◆ Brief
Which lines in the records below contain the word "table"? Treat uppercase and lowercase as different, and copy each matching line in full.

◆ Records to use

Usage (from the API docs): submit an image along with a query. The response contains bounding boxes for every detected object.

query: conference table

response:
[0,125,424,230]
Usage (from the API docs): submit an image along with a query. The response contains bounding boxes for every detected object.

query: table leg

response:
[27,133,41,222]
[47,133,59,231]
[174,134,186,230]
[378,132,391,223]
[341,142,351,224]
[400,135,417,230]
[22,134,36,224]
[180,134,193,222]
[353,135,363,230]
...
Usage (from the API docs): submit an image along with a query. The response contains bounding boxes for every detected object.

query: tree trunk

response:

◆ Correct output
query: conference table
query: table leg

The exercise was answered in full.